Welcome to my first instalment of the Japanese Journals series! If you are new to my blog, or if you’d like to know the basics of what this series entails, then please do check out my introduction post here. The long and short of it is that I shall be chronicling my experiences of learning the Japanese language—resources used, what works for me, what doesn’t, the good and bad experiences, prepping for JLPT, learning Kanji, all that jazz.
Very shortly after announcing this series, I came across a kick-arse deal where I received access to Japanese Pod 101’s premium service for only one dollar for a month! I think it was a special that they were doing for Thanksgiving. Seeing an opportunity arise, I went ahead and signed up. I figured one month would be plenty of time for me to figure out if the regular cost of the site is worth all of the things that they offer. While I’m not sure how I feel about their various range of pricing options, I must say that I feel it would make an excellent supplement for students of Japanese with conjunction of either college classes and/or personal lessons.
Since I am still navigating my way through the content, I shall be breaking up my overall recommendation (or non-recommendation) for J-Pod 101 into two separate posts. The first one (this one) shall cover the basics of signing up and pricing, as well as getting started with lessons. The second one shall focus on the content offered and if I feel you should take the plunge and invest in it, if you’re interested in learning Japanese. There may be a third instalment that will go into further details of the content if I can’t fit it all into the second post.

▶ [Recorded data]:

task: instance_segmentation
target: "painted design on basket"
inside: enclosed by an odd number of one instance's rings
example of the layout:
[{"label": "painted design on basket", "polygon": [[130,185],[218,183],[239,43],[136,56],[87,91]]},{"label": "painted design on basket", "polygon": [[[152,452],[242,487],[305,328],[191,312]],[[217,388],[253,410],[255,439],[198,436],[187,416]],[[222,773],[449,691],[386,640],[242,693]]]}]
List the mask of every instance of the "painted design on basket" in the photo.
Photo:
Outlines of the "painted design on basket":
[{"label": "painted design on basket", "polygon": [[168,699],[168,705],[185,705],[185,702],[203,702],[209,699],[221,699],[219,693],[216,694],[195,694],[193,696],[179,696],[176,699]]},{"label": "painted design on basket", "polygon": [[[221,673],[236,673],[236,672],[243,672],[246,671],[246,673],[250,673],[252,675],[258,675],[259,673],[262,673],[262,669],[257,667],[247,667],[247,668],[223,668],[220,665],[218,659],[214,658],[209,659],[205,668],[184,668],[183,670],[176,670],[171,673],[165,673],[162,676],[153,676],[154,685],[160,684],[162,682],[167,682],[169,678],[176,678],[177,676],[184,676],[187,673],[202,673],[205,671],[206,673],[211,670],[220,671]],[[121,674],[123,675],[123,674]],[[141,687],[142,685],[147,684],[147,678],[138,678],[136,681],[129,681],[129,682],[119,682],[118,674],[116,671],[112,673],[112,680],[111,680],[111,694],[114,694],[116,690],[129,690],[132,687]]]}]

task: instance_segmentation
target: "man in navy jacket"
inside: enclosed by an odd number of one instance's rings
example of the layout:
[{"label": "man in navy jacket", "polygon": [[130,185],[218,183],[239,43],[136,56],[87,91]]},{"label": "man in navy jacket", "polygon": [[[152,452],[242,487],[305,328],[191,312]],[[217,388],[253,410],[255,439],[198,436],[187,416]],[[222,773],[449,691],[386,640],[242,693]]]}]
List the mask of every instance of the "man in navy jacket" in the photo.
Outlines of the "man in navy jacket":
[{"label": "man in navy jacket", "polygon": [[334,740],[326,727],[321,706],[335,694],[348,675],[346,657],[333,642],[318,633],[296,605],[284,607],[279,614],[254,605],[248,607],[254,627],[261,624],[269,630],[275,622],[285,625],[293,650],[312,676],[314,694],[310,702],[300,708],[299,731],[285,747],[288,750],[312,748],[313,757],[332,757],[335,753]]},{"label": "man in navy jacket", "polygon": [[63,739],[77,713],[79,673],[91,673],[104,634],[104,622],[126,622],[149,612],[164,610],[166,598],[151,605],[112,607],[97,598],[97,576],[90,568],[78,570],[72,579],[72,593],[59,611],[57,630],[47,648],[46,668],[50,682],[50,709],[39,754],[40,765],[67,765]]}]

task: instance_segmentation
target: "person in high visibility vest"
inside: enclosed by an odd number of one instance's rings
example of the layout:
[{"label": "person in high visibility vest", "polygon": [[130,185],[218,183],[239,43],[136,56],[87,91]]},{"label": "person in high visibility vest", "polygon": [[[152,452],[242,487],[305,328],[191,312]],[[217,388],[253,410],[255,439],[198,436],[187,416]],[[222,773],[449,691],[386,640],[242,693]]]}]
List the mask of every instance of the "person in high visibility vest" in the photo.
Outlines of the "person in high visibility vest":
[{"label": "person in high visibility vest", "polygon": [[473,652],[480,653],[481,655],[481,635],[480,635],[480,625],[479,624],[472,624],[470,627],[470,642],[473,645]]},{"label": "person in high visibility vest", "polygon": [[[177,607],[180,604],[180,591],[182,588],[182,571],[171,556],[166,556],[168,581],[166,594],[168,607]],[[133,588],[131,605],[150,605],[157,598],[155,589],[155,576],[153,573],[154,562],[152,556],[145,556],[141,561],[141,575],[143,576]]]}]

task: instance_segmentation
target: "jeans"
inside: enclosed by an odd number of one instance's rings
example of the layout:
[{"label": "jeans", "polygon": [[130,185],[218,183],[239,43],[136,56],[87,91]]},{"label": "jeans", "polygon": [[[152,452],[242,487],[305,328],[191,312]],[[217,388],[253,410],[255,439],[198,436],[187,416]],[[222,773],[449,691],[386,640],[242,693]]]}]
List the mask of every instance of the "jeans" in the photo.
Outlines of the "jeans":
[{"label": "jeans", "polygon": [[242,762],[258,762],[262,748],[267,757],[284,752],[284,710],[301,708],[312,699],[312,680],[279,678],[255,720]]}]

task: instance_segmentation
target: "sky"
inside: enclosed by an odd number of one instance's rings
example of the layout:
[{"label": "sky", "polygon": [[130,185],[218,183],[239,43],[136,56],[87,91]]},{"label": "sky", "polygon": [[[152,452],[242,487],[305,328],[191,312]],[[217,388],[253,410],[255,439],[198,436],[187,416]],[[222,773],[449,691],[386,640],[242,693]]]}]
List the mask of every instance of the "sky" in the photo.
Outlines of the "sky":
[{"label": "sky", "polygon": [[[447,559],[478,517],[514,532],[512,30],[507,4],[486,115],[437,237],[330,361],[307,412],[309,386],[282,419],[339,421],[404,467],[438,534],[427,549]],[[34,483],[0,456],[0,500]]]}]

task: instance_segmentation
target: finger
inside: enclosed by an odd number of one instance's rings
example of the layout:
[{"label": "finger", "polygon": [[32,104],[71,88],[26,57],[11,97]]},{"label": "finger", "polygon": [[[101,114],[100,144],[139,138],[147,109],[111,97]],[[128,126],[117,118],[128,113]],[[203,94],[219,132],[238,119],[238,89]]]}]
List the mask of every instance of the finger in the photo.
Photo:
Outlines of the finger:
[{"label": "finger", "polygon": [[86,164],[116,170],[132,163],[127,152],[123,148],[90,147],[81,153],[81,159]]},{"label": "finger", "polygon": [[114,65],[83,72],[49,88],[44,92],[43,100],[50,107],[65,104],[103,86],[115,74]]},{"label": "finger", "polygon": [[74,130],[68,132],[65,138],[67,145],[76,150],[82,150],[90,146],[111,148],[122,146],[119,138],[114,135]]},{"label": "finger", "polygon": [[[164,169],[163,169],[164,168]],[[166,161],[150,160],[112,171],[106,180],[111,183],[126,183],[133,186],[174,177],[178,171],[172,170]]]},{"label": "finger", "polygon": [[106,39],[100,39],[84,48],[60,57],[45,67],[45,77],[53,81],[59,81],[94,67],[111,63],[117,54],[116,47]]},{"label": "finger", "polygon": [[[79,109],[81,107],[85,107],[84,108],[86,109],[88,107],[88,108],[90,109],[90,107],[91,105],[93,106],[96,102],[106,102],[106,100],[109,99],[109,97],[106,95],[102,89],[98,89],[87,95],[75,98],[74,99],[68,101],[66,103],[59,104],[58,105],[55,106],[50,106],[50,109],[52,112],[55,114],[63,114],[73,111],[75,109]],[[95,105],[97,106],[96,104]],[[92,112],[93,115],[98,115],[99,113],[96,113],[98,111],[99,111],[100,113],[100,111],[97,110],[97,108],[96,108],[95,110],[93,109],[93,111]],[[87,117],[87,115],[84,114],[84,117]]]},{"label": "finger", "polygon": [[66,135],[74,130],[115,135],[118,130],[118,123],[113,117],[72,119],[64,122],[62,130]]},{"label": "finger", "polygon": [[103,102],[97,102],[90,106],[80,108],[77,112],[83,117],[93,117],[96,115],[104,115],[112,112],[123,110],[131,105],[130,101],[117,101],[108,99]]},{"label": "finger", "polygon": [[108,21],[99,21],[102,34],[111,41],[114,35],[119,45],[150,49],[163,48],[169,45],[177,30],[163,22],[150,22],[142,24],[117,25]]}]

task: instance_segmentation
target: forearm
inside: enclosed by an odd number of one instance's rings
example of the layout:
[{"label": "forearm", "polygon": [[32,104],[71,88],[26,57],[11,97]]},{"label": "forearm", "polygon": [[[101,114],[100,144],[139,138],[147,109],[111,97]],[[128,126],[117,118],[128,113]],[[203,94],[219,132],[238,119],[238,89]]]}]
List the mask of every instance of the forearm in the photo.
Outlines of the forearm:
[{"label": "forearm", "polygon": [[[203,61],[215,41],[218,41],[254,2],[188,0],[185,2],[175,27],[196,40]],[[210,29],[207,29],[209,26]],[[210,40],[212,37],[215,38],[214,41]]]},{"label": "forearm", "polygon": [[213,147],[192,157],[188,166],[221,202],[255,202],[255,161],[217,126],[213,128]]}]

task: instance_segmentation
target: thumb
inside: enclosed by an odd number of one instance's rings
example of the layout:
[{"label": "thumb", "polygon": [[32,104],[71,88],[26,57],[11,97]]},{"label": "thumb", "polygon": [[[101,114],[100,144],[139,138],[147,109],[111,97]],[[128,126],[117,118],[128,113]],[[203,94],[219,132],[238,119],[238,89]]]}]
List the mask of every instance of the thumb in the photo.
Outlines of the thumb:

▶ [Direction 1]: In the Japanese Pod 101 blog post, how much did the writer pay for a month of premium access?
▶ [Direction 2]: Translate this sentence from the Japanese Pod 101 blog post into Spanish: "I think it was a special that they were doing for Thanksgiving."
▶ [Direction 3]: Continue the Japanese Pod 101 blog post from its last sentence.
The entries have nothing to do with the Japanese Pod 101 blog post.

▶ [Task result 1]: One dollar.

▶ [Task result 2]: Creo que era una oferta especial que estaban haciendo por el Día de Acción de Gracias.

▶ [Task result 3]:
** Please note: This post IS NOT sponsored. The discussion based here is entirely of my own experiences with no affiliates or anything else. Thanks. **
Before I get started, I would like to state off the bat that in my Japanese Journals serial I will never talk about the “easy” of “fast” methods of learning the language. As someone who enjoys learning many languages, I feel that those sorts of quick methods are utterly fallible and don’t truly help with learning how to speak a different tongue with proper fluency at all. I take my time and dedicate myself to educating myself, not only with talking, reading, and writing, but also with the culture because it plays a key part in understanding how communication in a relative language works (euphemisms and idioms are a great example of that). So, if you’re searching for a “Learn to speak Japanese in 4 weeks” sort of gig, this ain’t the gig for you (referring to the blog series).
YouTube vs Website
I originally came across the Japanese Pod 101 website via their YouTube channel. I signed up for a free account, but very quickly discovered that access to many of their videos and educational materials were strictly limited unless you got a paid subscription. Lucky for me, an advertisement popped up saying that they were having a one-day holiday special where I could get hooked-up with their materials for a buck. So, I went for it.
Now, most, if not all, of their videos can be found on their YT Channel. I believe that everything is categorised via playlist set-ups. The choice to invest may very well depend on your personal learning style. If you get too distracted on YT with other videos and content, then maybe it’s best to steer clear of it. Or if you’re OCD like me and just prefer to have a separate space for your learning, then that could be another reason to stay away from the YT content. Reasons to stick with YT include not being able to afford the subscription (gets quite hefty, which I’ll share a bit later), prefer to have one less website/account to manage/maintain/remember the passwords for, and are learning casually versus learning to become certified or natively fluent, to name a few.
When you originally visit the site and sign-up, you will choose your fluency level. It’s important to be sure which fluency category that you fall under so that the lessons recommended to you will fit your learning needs. When you go browsing for videos (I’ll share that later) this bit will come in quite handy. Once you sign up, you’ll have the option of checking out their plans. You’ll notice from the screenshots down below that the differences between the Basic Plan and the Premium Plan are far and wide in-between. The differences between the Premium Plan and the Premium Plus plans are far more limited in scope, however at over double the cost!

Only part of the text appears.